### Source extract
In the discourse we call philosophy, noncognitive interests are in play, interests that compete with, threaten to interfere with if not overwhelm the interest in knowing the truth. Brand Blanshard—the one member of my pantheon of former philosophical heroes whom I could have met, but now regret never having exerted myself to do so—acknowledged their efficacy:
What our intelligence wants is, of course, the truth. What the rest of our nature asks from our intelligence is not what is true but what will satisfy. By that we mean what will appease our impulsive and emotional nature, our longing to be liked, our desire to see our future secure, our character respected, our faith vindicated, our party shown to be the party of sober sense, or nation triumphant. When one considers how hidden and barricaded the truth commonly is, how definite it is, allowing no alternative, how feeble is our passion for it, and how overwhelming the tendencies in us to look for it through distorting prisms, the wonder is not that most of us are irrational but that some of us are as rational as we are.[1]
He denied, however, that non-cognitive interests smothered the interest in truth. He thought it worthwhile to cultivate the latter to see (almost experimentally, ironically enough) how far one could go if one gave reason its head.

### Short exercise 1
Could you rescale everything in the entries from the first one down to the line containing "559;255;636;267", both ends included, and give those lines again with the requests? Multiply every bounding-box coordinate in the answers by 2.45 and round to whole numbers, with halves rounded up; leave out the pictures.

### Extracted entries
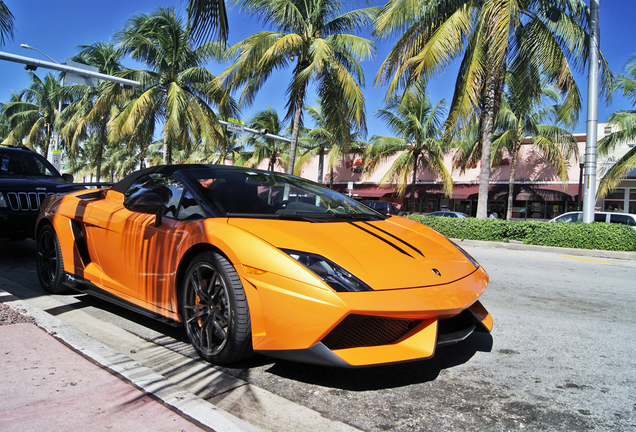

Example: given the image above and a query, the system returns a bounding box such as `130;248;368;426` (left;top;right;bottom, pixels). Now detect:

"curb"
0;290;262;432
451;239;636;261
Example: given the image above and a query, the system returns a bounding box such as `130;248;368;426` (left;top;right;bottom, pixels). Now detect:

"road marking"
559;255;636;267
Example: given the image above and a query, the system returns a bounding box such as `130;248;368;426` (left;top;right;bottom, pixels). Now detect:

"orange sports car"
36;165;492;367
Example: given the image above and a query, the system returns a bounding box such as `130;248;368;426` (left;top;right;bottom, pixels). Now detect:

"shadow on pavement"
260;333;493;391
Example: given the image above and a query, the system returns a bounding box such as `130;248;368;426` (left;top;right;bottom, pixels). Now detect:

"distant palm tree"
296;106;367;187
375;0;611;218
3;72;62;157
240;106;288;171
366;82;453;213
113;8;233;164
187;0;230;42
58;42;124;182
597;55;636;198
222;0;375;174
0;0;13;46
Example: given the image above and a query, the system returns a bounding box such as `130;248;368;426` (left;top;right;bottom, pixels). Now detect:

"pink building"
255;124;636;220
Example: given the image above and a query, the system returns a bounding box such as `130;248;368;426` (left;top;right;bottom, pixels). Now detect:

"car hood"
228;217;476;290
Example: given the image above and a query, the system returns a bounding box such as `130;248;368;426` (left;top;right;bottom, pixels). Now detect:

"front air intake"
322;315;422;350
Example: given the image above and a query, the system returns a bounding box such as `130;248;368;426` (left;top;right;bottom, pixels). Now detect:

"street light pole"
583;0;599;223
20;44;64;167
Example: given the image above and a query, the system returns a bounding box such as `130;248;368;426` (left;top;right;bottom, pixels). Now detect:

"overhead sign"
52;150;62;171
226;118;245;133
64;60;99;87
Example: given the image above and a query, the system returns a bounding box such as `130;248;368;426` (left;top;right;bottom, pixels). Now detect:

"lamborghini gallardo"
35;165;492;367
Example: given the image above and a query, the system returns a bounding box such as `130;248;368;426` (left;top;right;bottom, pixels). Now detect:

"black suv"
0;146;82;240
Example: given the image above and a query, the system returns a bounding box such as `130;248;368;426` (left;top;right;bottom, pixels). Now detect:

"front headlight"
282;249;373;292
449;240;479;269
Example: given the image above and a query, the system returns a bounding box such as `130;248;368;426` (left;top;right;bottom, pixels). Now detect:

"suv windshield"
0;150;59;177
179;168;385;220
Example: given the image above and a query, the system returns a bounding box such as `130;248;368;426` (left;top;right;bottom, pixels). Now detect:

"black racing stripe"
349;222;413;258
363;222;424;256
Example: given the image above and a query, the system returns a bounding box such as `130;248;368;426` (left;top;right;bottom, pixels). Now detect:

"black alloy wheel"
35;225;68;294
181;252;252;364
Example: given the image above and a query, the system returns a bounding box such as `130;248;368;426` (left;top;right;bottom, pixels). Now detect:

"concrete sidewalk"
0;290;260;432
0;239;636;432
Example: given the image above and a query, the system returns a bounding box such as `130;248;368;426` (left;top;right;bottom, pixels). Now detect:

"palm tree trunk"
318;146;325;184
163;136;172;165
506;141;521;220
477;75;498;219
411;153;420;212
42;123;53;158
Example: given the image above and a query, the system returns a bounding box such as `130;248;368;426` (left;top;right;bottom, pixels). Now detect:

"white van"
550;212;636;229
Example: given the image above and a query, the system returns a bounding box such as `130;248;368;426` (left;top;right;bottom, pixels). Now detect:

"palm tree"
58;42;124;182
0;0;13;46
111;8;233;164
455;79;578;220
242;106;287;171
3;72;62;157
366;82;453;213
597;55;636;198
187;0;229;42
222;0;375;174
375;0;611;218
295;105;367;187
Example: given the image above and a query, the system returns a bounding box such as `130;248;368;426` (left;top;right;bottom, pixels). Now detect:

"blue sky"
0;0;636;136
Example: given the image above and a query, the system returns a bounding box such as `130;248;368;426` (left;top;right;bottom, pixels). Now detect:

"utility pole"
583;0;600;223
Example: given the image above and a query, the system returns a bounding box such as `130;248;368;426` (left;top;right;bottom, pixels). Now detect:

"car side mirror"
124;192;164;227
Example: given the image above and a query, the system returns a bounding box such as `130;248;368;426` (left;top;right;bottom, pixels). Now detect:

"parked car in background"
0;146;82;240
360;200;392;214
36;165;492;367
425;210;468;218
550;211;636;229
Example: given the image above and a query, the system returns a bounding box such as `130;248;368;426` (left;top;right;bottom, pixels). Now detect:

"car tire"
181;252;252;365
35;225;68;294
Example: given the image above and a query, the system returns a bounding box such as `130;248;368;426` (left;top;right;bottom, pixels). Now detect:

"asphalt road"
0;240;636;431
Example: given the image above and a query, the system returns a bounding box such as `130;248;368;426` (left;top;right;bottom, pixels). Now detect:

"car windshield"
0;152;59;177
179;168;386;220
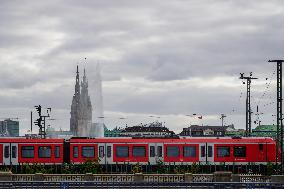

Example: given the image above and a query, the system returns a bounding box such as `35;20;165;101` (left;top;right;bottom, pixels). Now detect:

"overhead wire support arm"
268;60;284;174
239;72;258;136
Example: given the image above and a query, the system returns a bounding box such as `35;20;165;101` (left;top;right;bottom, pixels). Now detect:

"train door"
148;143;157;165
148;143;163;165
199;143;214;164
3;143;18;165
98;143;106;164
199;143;207;164
105;143;114;165
206;143;214;163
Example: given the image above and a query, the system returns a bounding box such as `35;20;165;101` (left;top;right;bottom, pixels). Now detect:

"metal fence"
0;181;284;189
10;173;271;183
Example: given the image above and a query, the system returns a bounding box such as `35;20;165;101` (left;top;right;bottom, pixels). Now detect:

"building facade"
0;119;19;137
70;66;92;137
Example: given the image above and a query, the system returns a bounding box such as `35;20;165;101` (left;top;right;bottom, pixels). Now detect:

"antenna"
220;114;227;127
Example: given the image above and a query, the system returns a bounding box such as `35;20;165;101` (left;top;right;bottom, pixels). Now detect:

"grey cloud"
0;0;284;133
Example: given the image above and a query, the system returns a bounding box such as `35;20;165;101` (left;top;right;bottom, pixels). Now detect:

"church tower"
70;65;92;137
70;65;80;136
78;69;92;137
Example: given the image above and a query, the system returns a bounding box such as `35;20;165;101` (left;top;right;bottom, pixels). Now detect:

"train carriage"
0;138;64;165
69;137;276;165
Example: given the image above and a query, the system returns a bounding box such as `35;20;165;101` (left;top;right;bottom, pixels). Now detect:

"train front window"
73;146;79;158
234;146;247;157
217;146;230;157
116;146;129;158
38;146;51;158
258;144;263;151
133;146;146;157
167;146;179;157
22;146;35;158
183;146;196;157
82;146;95;158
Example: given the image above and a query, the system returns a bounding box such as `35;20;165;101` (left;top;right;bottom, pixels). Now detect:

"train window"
133;146;146;157
258;144;263;151
107;146;111;157
183;146;196;157
54;146;60;158
167;146;179;157
4;146;10;158
22;146;35;158
234;146;247;157
73;146;79;158
82;146;95;158
201;146;205;157
12;146;17;158
208;146;213;157
99;146;105;157
116;146;128;157
217;146;230;157
150;146;155;157
38;146;51;158
157;146;163;157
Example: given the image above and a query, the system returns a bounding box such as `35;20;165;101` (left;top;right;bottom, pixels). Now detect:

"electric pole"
34;105;51;138
268;60;284;174
220;114;227;127
240;72;257;136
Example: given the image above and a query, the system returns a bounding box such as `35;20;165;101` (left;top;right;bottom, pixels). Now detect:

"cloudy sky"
0;0;284;133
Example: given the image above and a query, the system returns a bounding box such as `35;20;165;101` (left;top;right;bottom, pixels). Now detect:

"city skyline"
0;0;284;134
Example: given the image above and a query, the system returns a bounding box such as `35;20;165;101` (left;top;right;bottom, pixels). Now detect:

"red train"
0;137;276;165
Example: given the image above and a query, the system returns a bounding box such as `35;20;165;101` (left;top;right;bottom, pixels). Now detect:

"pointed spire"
83;68;86;82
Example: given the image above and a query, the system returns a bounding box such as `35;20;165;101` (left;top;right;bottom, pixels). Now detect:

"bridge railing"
0;172;284;183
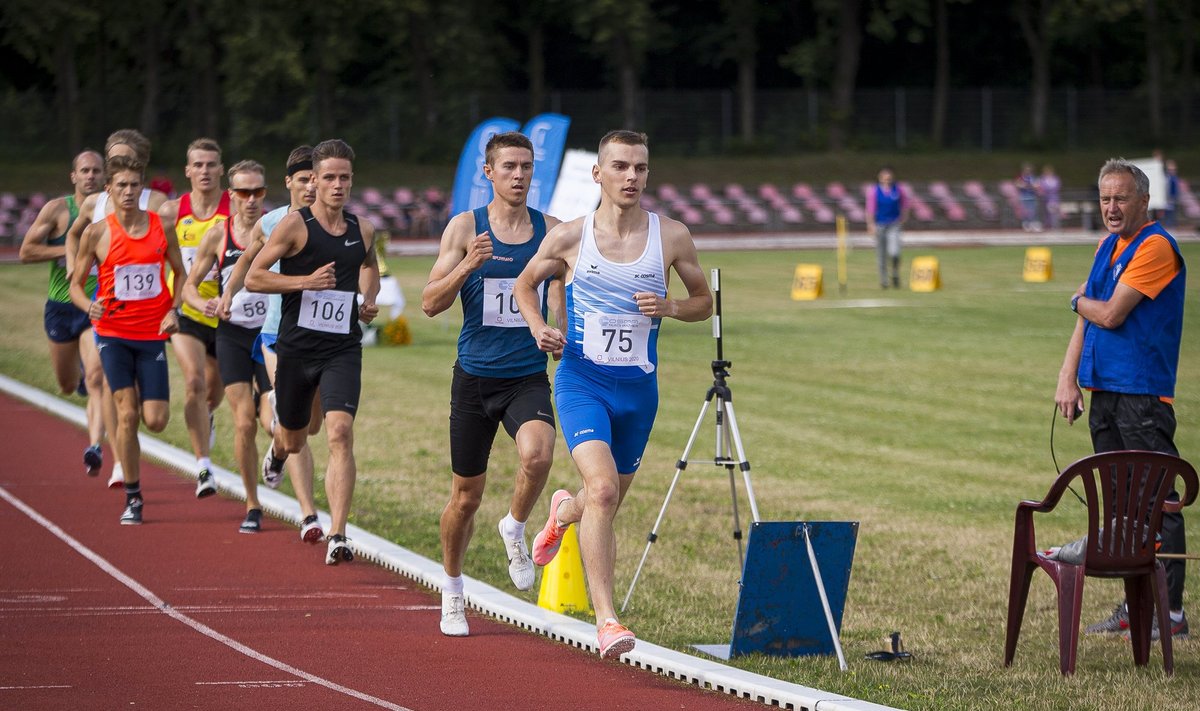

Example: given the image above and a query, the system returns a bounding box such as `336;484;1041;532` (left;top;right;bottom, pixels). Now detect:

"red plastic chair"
1004;450;1198;675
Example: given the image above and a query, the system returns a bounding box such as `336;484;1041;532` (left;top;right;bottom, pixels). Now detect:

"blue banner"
450;116;520;217
521;114;571;213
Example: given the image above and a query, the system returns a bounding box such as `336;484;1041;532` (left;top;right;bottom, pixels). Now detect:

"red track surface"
0;395;761;711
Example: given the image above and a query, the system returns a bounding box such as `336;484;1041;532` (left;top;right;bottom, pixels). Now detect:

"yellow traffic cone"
538;526;592;615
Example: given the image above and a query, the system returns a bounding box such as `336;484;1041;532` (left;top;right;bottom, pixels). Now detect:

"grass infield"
0;244;1200;709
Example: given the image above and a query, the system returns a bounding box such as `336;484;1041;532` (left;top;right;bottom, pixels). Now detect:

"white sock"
500;512;524;538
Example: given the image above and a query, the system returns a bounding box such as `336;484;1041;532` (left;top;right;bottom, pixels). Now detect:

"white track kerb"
0;375;892;711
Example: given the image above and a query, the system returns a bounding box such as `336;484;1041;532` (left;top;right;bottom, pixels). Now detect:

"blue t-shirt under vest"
458;205;548;378
1079;222;1187;398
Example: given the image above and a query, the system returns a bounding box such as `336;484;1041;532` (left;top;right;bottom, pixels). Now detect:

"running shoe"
121;498;143;526
300;514;325;543
497;519;534;590
263;447;283;489
532;489;571;566
596;617;637;659
83;444;102;483
238;508;263;533
442;590;470;637
108;462;125;489
1084;602;1129;634
325;533;354;566
196;468;217;498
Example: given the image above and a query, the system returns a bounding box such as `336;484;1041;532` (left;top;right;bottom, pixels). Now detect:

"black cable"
1050;402;1087;507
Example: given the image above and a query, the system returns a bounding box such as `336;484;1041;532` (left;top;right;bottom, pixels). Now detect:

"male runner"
71;156;184;525
246;139;379;566
158;138;229;498
221;145;325;543
20;150;104;477
66;129;169;489
421;131;565;637
514;131;713;658
184;161;271;533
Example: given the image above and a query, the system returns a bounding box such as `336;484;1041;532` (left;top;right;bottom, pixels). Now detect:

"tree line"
0;0;1200;160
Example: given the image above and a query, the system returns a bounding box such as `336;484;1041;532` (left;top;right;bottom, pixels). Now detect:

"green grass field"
0;244;1200;709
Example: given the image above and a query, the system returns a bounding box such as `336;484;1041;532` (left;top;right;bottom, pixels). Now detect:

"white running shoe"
497;519;535;590
442;591;470;637
108;462;125;489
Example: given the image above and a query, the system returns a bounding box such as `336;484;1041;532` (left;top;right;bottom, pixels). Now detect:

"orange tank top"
92;213;173;341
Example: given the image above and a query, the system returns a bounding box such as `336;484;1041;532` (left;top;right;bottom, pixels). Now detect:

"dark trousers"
1087;390;1187;610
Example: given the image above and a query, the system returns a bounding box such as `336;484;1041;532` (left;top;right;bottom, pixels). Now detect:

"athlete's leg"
441;473;487;578
170;333;212;459
325;410;358;536
224;382;263;510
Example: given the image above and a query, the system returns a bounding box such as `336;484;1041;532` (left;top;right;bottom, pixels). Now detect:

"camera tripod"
620;269;760;613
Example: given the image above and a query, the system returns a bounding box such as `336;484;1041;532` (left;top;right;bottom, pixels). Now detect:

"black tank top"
275;208;367;359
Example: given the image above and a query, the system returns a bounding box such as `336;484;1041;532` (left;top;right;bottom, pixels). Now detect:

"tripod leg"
724;400;762;522
620;395;713;613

### Short exercise 2
According to the philosophy passage, what did Blanshard deny about non-cognitive interests?

### Complete response 1
Example: given the image above and a query, the system returns a bounding box such as `130;248;368;426` (left;top;right;bottom, pixels). Now detect:

"curb"
0;711;642;1058
1105;586;1558;639
Example: given the image above and a query, the system returns a bounding box such as `130;248;368;426` (left;top;right;bottom, pixels). Now detect:

"road marking"
1370;625;1558;654

### Complete response 2
He denied that non-cognitive interests smothered the interest in truth.